Texto para análise:

Amigos do Fingidor

quinta-feira, 9 de julho de 2015

Busca da arqueologia da vida



João Bosco Botelho


Os seres vivos, dos unicelulares ao homem, manifestam-se na natureza em torno da complexa dispersão da multiplicidade das formas e das funções biológicas visíveis e invisíveis. Nessa maravilhosa identificação dos múltiplos, uns mais semelhantes do que outros, porém únicos, que é possível aos sentidos humanos, tanto os inatos quanto os cognitivos, apreender a partir da comparação e, a seguir, reproduzir, modificar e interpretar o observável.
Parece ter sido também por meio do conhecimento historicamente acumulado – a repetição ou a repulsa do visível e do sentido – que nós nos fizemos humanos. A explosão da inteligência humana dá-se na construção de ideias para desvendar o ainda invisível, a partir do processo cumulativo dos saberes.
Se tomarmos como exemplo um grupo de pessoas adultas, ao longe o suficiente para vermos a forma – o corpo –, poderemos caracterizá-lo, sem esforço, como homens e mulheres. Contudo, conforme nós nos aproximarmos, perceberemos que continuam homens e mulheres, porém diversos entre si em cada porção, agora mais perceptível, dos seus corpos.
Hipoteticamente, se essas pessoas fossem submetidas à cirurgia da glândula tireoide, pelo mesmo cirurgião, ele perceberia que todas possuem as tireoides – o órgão – parecidas, porém com as formas diversas, seja no tamanho, na cor, na consistência ou em qualquer outro parâmetro. Mesmo assim, com todas as dissimilitudes de apresentações, na dimensão do corpo, prosseguem como homens e mulheres, e na dimensão do órgão, tireoides, para qualquer observador.

Registros:

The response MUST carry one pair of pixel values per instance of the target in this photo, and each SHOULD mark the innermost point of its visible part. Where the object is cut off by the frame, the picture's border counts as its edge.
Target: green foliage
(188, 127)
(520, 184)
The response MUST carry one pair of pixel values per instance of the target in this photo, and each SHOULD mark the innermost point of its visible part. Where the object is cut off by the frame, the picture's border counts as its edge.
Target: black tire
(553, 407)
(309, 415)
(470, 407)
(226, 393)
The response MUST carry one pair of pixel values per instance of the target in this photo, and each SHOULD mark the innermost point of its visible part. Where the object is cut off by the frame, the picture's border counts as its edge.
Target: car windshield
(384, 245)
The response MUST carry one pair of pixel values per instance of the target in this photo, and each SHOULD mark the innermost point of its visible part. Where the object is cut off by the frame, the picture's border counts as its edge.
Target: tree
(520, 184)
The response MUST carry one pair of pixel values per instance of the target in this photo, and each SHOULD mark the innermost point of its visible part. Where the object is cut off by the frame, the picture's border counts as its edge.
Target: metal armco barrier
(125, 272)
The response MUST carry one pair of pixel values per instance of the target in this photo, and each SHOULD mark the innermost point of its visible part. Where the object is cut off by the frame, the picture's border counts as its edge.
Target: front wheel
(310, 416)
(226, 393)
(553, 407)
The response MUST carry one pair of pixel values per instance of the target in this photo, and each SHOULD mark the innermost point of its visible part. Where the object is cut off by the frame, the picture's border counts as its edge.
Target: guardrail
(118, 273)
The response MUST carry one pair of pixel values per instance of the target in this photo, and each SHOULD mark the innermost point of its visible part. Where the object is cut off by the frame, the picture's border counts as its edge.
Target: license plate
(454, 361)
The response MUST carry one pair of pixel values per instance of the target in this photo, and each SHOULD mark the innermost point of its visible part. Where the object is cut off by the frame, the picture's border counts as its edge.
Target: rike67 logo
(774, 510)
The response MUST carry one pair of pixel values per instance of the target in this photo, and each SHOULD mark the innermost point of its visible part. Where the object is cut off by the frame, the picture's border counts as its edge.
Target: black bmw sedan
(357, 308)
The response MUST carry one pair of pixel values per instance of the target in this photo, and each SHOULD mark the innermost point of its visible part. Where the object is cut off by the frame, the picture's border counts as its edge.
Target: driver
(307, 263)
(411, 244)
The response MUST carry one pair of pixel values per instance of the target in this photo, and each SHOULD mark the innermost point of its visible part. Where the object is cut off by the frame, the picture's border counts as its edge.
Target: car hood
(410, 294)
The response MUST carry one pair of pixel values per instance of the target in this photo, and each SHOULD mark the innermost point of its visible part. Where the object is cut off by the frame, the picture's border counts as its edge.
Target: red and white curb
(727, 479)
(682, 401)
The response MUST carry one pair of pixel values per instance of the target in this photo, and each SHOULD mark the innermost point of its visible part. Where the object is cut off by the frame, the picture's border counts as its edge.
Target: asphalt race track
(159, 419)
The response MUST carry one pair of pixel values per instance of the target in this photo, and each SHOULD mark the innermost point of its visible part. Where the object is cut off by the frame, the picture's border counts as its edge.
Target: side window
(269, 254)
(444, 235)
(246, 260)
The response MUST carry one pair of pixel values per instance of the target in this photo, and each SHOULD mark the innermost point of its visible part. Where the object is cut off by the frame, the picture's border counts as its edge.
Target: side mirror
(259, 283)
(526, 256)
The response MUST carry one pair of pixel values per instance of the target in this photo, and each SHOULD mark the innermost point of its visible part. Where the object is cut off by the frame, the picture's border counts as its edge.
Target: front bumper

O que fazer:
1) No texto sobre a arqueologia da vida, o que o cirurgião perceberia nas tireoides das pessoas operadas?
2) Prossiga com o texto sobre a arqueologia da vida, começando logo após a última frase apresentada.

Respostas em ordem:
1) Que todas são parecidas, porém com formas diversas, seja no tamanho, na cor, na consistência ou em qualquer outro parâmetro.

2)
Continuando o desvendar da matéria viva, a mesma e incrível variação continua na dimensão microscópica – a célula. Apesar de as células serem passíveis de reconhecimento como sendo originadas na tireoide, são distintas entre si. Não obstante ainda não dispormos de tecnologia específica, cabe indagar: o mesmo fenômeno que molda o ser vivente e as coisas ocorre também no nível molecular? A célula é formada por milhões de moléculas com formas diferentes e funções.
O que torna mais fascinante o desafio de compreender o corpo humano, na busca da arqueologia da vida, é o fato de a doença reproduzir, nas dimensões macro e microscópicas, um conjunto infinitamente maior da multiplicidade das formas e das funções quando comparado ao corpo considerado “normal”.
A perda do caráter individual dos seres vivos ocorreria na dimensão atômica. Os corpos, órgãos, células e moléculas, “normais” ou “doentes”, mantêm a multiplicidade, porém os átomos que os compõem não teriam diferenças entre si. Esse é o ponto de encontro marcando os limites entre o mundo vivo e a natureza inerte. Isso quer dizer que a ciência admite que os átomos do carbono do diamante são iguais aos dos átomos de carbono das moléculas das células do coração humano.

Neste momento, cabe a pergunta fundamental que continua sendo o paradoxo fundamental da Medicina: em qual dimensão da matéria viva o “normal” se transforma em “doença”?